**RECORDS FOR THIS EXERCISE:**
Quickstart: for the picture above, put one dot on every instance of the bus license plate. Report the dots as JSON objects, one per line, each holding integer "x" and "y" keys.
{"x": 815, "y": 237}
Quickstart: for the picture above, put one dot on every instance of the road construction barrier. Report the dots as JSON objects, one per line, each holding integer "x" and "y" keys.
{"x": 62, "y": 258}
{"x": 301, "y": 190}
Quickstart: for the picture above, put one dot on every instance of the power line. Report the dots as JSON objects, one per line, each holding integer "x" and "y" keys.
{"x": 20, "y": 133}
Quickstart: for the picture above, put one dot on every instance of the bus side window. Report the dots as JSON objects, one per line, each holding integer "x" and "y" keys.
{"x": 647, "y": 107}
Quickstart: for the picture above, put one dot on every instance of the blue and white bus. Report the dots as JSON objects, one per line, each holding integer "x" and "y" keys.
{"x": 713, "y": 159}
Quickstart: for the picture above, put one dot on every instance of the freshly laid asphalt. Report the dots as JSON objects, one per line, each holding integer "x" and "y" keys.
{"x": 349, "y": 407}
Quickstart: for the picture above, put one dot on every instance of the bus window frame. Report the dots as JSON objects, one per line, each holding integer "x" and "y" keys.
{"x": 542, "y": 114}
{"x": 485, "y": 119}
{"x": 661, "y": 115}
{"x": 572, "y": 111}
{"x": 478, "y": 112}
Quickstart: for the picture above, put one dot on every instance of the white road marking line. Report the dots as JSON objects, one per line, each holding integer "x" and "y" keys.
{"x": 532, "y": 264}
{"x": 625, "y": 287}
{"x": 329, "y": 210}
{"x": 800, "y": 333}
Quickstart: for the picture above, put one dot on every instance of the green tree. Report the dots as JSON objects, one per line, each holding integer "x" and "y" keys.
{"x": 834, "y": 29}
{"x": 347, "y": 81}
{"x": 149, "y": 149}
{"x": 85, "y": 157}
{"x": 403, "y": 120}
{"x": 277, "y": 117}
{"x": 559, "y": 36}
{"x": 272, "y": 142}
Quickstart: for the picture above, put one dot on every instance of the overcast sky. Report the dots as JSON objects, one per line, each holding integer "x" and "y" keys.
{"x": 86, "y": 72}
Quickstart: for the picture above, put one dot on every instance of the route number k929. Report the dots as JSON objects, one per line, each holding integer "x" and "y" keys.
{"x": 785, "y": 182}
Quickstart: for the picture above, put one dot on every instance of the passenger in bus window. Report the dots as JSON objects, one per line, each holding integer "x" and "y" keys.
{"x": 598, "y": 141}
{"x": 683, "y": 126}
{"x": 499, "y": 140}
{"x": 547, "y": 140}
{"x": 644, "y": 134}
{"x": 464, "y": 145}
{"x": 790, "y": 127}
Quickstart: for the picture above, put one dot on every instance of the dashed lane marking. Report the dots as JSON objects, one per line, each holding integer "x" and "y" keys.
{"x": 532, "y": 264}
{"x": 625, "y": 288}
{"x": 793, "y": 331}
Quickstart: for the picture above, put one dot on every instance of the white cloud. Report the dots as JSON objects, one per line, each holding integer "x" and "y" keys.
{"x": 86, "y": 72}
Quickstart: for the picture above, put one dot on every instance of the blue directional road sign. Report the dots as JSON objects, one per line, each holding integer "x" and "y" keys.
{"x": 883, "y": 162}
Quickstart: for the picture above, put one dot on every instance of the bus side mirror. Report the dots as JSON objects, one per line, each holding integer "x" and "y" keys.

**TASK REQUIREMENTS:**
Would you please reproduce every line from the one containing "of the overcast" through the final line of the listing, and only those lines?

**FINAL ANSWER:**
Quickstart: for the picture above, put one dot on every instance of the overcast sky. Report the dots as JSON objects, one per line, each holding integer "x" and "y" keys.
{"x": 86, "y": 72}
Quickstart: for the picture above, put one dot on every instance of the route number k929. Report the dots as JSON objects, one per line, each holding integer "x" and "y" keys.
{"x": 785, "y": 182}
Quickstart: for the picture above, put one dot on every instance of the passenger in bus window. Report the dots as JSON objects, one per line, each holding integer "x" and "y" keys.
{"x": 598, "y": 141}
{"x": 683, "y": 126}
{"x": 499, "y": 140}
{"x": 547, "y": 140}
{"x": 644, "y": 134}
{"x": 464, "y": 145}
{"x": 790, "y": 127}
Quickstart: for the picture above, put one dot on every instance of the dashed lane marking. Report the dots as JSON objects, one per line, each holding integer "x" and "y" keys.
{"x": 532, "y": 264}
{"x": 625, "y": 288}
{"x": 793, "y": 331}
Quickstart: for the picture above, put one dot on every instance of the white cloud. Report the dots as JSON objects, one per line, each holding integer "x" and "y" keys.
{"x": 86, "y": 72}
Quickstart: for the picture above, put one dot on every instance of the blue directional road sign. Report the dots as JSON objects, one per line, each holding integer "x" and "y" keys.
{"x": 883, "y": 162}
Quickstart: for the picture above, put one dot on every instance of the bus side mirror. Report the dots as JSON objects, one per line, each holding integer "x" and "y" keys.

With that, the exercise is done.